■ **PROMPT 1**: According to the article on EV battery recycling, what percentage of all American EVs were registered in California in 2020?
■ **PROMPT 2**: Reproduce the article on EV battery recycling word for word, from "It wasn't that" up to and including "the Golden State.".

■ **TEXT BLOCK**:
------------------------------------------------------------

It wasn't that long ago that EV-minded American consumers outside of California were left longing for that state's expanded selection of alternative-fueled vehicles. That's largely changed -- most EVs are now available nationwide -- but California still vastly outpaces the nation, with 42% of all American EVs registered there in 2020. So if you're a company focused on recycling the battery packs at the heart of those cars, it makes sense you'd want a strong presence in the Golden State.

Redwood Materials, the battery recycling startup founded by former Tesla CTO J.B. Straubel in 2017, announced Thursday that it's streamlining the process of EV battery recycling, making it easier for dealers and dismantlers in California to submit the packs they've received. Once flagged, Redwood Materials will package and transport the packs to Nevada, where the company's team of trained demolition experts will extract the good stuff. Straubel said the company will provide "a turnkey solution for whomever and wherever these batteries are."

Modern EV batteries are full of materials like lithium, not only terribly bad for the environment but rare and incredibly expensive (not to mention dangerous) to mine in the first place. This makes recycling of those materials doubly important. Redwood Materials pledges it can recover 95% of all those materials, including other goodies like nickel and cobalt.

Redwood announced a partnership with Ford last year, and as part of this California initiative is adding Volvo into the mix. How that partnership will play out remains to be seen, but the plan is to create "responsible and secure pathways for end-of-life batteries," according to the company.

In time, those batteries will provide the raw materials for the next generation of EVs produced here in the US, like at Volvo's South Carolina factory, which will pivot to exclusively produce EVs. "We aim to be climate neutral by 2040, and fully electric by 2030 and embracing a circular economy," Volvo Car USA CEO Anders Gustafsson said. "This is why we are excited about Redwood Materials' forward-thinking solutions for end-of-life battery packs to be collected, recycled and remanufactured."

------------------------------------------------------------

■ **MATERIAL PROVIDED**:

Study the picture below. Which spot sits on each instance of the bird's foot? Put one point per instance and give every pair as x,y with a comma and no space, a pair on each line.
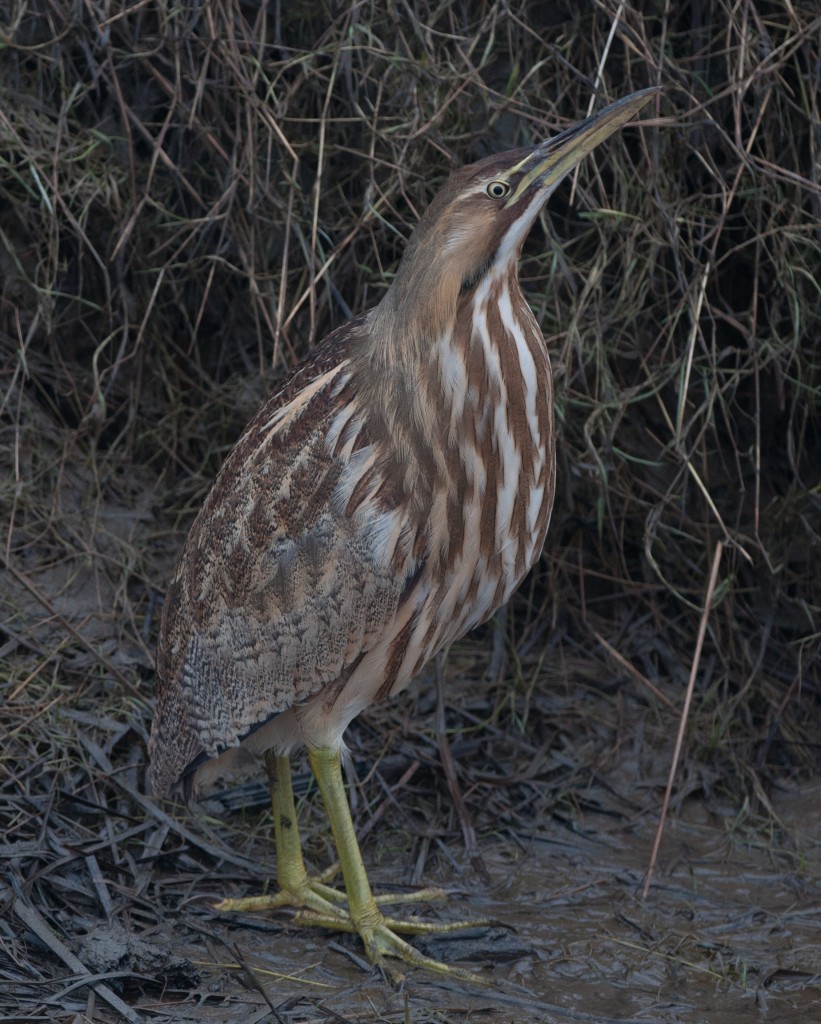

------------------------------------------------------------

■ **FULL ANSWER 1**: 42%

■ **FULL ANSWER 2**:
It wasn't that long ago that EV-minded American consumers outside of California were left longing for that state's expanded selection of alternative-fueled vehicles. That's largely changed -- most EVs are now available nationwide -- but California still vastly outpaces the nation, with 42% of all American EVs registered there in 2020. So if you're a company focused on recycling the battery packs at the heart of those cars, it makes sense you'd want a strong presence in the Golden State.